*Task instructions:* Rewrite the rows below as a numbered list with one item per line, skipping any blank lines and leaving out the pictures.

*The data:*
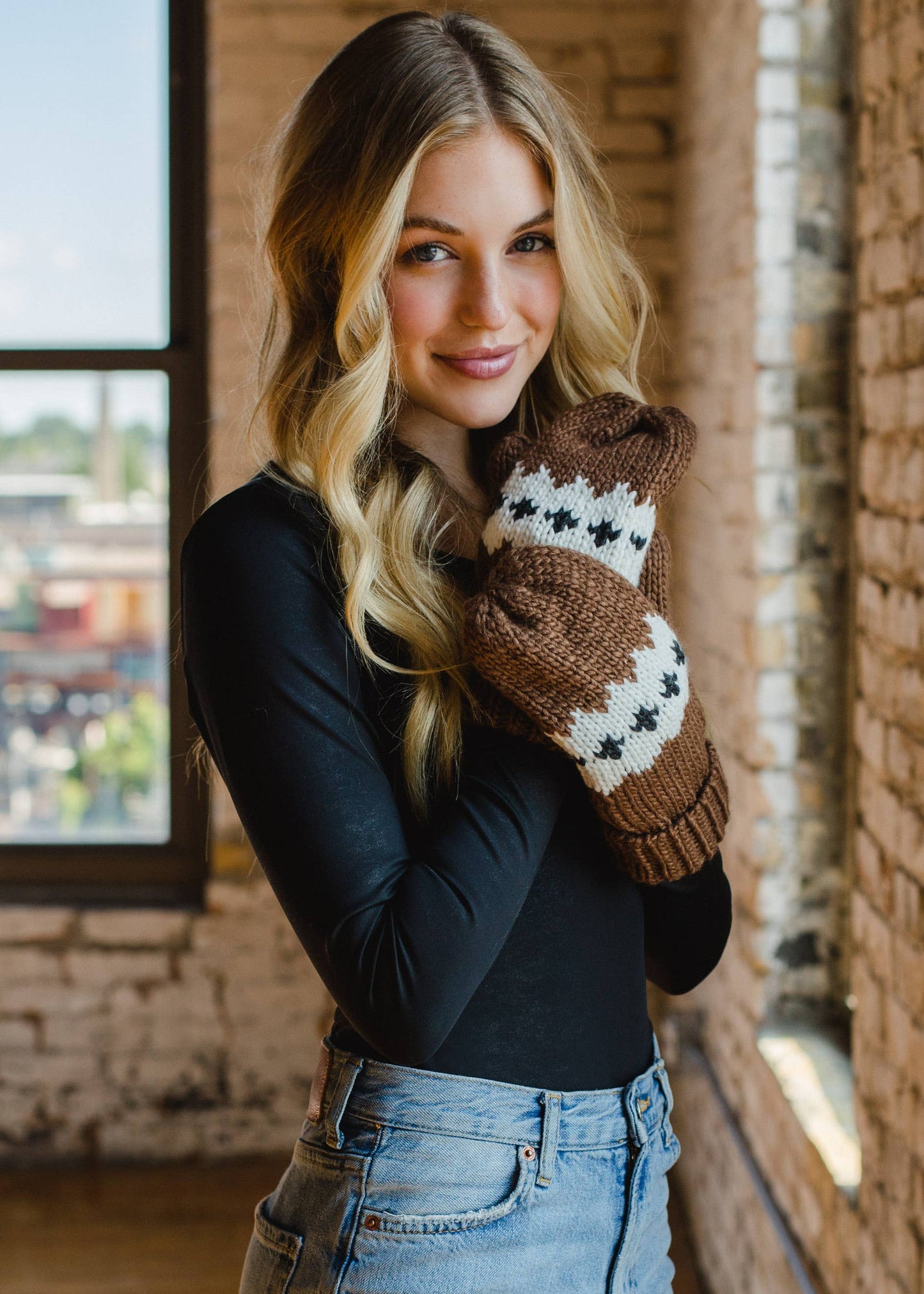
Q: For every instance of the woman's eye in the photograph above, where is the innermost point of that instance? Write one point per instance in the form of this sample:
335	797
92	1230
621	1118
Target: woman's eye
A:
425	254
533	242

*Solution:*
1. Q: For every instance of the woman's eye in the photograph above, where is the innermost point of that instance? Write one point per instance in the form of this sample:
2. 335	797
3. 92	1230
4. 621	1118
5. Target: woman's eye
6. A:
7. 425	254
8. 533	242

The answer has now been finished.